======== AANGELEVERDE TEKST

De leden van de VVD-fractie vragen hoe vaak de EBB wordt toegepast. Verwacht de regering door dit wetsvoorstel een toe- of afname? Is het optimum bereikt? Zo nee, waarom niet en is de regering dan misschien van plan om de EBB te stimuleren?

Voornoemde leden merken op dat de regering in de memorie van toelichting meldt dat concentratie van de indiening van EBB-verzoeken mogelijk is en dat dit blijkt uit (niet-openbare) notulen van een vergadering van december 2008 over de uitvoering van de Verordening (EG) nr. 1896/2006 tot invoering van een Europese betalingsbevelprocedure (hierna: EBB-verordening). Uit het oogpunt van rechtszekerheid en rechtseenheid vragen deze leden of dit belangrijke punt ook bij de andere EU-lidstaten bekend is.

Zoals eerder is vermeld, heeft de regering bij dit wetsvoorstel geprobeerd om zoveel mogelijk aan te sluiten bij de huidige praktijk, zodat de voortgezette procedure goed uitvoerbaar is en blijft. Kan de regering een overzicht geven van de punten die niet in overeenstemming met de huidige praktijk konden worden gebracht?

De leden van de VVD-fractie merken op dat de memorie van toelichting niet op alle punten ingaat die tijdens de internetconsultatie door betrokken partijen naar voren zijn gebracht. Zij verzoeken hierbij de regering om dit alsnog te doen en hierbij ook met name aandacht te geven aan de brief van de Nederlandse Vereniging voor Rechtspraak (NVvR) van 3 mei 2010.

================

DE OPDRACHT: Pak de tekst over de Europese betalingsbevelprocedure weer op na de laatste zin en schrijf hem verder.

======== VERMELDE RECORDS

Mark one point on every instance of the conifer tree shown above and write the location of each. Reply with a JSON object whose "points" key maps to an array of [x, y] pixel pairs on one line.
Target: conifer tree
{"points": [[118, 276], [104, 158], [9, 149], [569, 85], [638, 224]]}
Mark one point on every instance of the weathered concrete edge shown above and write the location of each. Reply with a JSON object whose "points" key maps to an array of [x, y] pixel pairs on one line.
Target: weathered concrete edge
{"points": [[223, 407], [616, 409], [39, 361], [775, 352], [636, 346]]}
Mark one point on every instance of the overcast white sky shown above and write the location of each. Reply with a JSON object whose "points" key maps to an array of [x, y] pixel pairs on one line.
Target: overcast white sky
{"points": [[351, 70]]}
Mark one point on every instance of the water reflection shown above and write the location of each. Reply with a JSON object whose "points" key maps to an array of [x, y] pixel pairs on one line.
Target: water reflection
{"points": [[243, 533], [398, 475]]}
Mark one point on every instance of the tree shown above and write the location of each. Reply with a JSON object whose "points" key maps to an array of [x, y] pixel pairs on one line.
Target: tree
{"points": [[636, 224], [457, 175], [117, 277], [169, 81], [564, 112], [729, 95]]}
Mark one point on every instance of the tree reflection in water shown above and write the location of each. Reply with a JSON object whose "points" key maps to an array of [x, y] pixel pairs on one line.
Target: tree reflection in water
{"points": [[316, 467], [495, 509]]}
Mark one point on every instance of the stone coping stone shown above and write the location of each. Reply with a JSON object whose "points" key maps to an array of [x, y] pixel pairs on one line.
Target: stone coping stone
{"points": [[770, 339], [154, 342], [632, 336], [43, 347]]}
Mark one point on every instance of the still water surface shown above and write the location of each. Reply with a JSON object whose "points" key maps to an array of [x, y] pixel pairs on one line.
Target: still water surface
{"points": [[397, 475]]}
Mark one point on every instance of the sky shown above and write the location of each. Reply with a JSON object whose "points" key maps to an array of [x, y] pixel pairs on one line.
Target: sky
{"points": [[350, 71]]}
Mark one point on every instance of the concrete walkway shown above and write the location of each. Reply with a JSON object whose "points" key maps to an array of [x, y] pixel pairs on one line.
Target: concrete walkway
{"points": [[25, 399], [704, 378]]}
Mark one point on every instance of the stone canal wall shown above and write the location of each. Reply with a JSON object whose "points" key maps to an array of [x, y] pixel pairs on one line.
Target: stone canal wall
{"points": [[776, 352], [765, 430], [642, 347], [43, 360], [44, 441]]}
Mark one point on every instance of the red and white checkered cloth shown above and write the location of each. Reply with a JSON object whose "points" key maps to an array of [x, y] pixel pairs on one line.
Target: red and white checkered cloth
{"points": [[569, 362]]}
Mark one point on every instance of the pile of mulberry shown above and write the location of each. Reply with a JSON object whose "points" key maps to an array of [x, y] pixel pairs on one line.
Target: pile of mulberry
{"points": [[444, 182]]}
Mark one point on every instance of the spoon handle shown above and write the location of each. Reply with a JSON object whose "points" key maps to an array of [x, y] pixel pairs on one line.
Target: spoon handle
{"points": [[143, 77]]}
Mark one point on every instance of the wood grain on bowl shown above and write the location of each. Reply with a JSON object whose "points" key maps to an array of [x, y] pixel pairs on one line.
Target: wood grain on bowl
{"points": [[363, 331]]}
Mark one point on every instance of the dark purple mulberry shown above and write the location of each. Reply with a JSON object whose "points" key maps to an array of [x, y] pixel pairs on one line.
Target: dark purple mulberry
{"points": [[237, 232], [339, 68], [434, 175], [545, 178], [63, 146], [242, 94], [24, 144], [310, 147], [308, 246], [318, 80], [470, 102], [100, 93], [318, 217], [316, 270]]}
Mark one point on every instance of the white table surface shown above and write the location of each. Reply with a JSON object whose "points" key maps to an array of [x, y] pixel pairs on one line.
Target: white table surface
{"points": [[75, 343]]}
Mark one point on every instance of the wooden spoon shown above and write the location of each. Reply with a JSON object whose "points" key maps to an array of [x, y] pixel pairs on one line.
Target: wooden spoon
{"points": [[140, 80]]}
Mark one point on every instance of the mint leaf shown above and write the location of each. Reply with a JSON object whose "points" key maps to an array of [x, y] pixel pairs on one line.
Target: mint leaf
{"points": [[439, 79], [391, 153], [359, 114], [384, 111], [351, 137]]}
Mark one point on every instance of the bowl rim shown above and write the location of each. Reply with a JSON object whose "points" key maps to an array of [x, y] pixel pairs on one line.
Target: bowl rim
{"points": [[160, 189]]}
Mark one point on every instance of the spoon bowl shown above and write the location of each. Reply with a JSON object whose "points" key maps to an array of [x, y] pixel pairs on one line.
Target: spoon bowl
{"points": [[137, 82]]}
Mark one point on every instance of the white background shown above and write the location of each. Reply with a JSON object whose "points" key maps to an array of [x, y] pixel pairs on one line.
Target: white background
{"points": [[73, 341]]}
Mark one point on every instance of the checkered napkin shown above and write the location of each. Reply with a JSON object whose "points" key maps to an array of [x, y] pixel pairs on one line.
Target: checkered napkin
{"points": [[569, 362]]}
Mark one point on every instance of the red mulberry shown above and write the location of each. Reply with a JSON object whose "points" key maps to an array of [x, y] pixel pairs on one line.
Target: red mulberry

================

OPGELOST VRAAGSTUK:
Voornoemde leden merken op dat in het nader rapport bij het wetsvoorstel wordt gemeld dat de rechtbank Den Haag zichzelf zal aanwijzen als rechter voor de verdere behandeling van de zaak als de formulieren te weinig informatie bevatten. Kan de regering nader uiteenzetten in welke gevallen er sprake zal zijn dat de formulieren te weinig informatie bevatten?

In het nader rapport wordt verder geconcludeerd dat de procedure die wordt voorgesteld in het wetsvoorstel, waarbij de eiser en de verweerder indien gewenst inspraak hebben, de meeste waarborgen geeft dat de juiste rechter de voortgezette procedure behandelt. Van tijdsverlies zou nauwelijks sprake zijn, aangezien in de praktijk zou blijken dat de rechter die de eiser aanwijst, in bijna alle gevallen juist is. Kan de regering meer concrete cijfers geven, waaruit blijkt dat de rechter die de eiser aanwijst, in bijna alle gevallen juist is?

De leden van de VVD-fractie merken op dat de EEB voor een schuldeiser een aantrekkelijke procedure is omdat op relatief eenvoudige en snelle wijze een executoriale titel jegens de schuldenaar in het buitenland kan worden verkregen. Zijn er wel voldoende waarborgen voor de (Nederlandse) schuldenaar, zodat deze niet onverhoopt wordt geconfronteerd met een mogelijk dubieus, of in strijd met bijvoorbeeld de beginselen van procesrecht, verkregen executoriale titel in een andere EU-lidstaat?

Uit de tweede tranche van het onderzoeksprogramma 2011 van de WODC2 blijkt dat onderzocht wordt of er andere mogelijkheden zijn om een executabel instrument te creëren. Gemeld wordt dat wellicht de nationale openstelling van de EBB een alternatief kan bieden. Kan de Kamer hierover worden geïnformeerd zodra dit onderzocht is vergezeld van een kabinetsstandpunt?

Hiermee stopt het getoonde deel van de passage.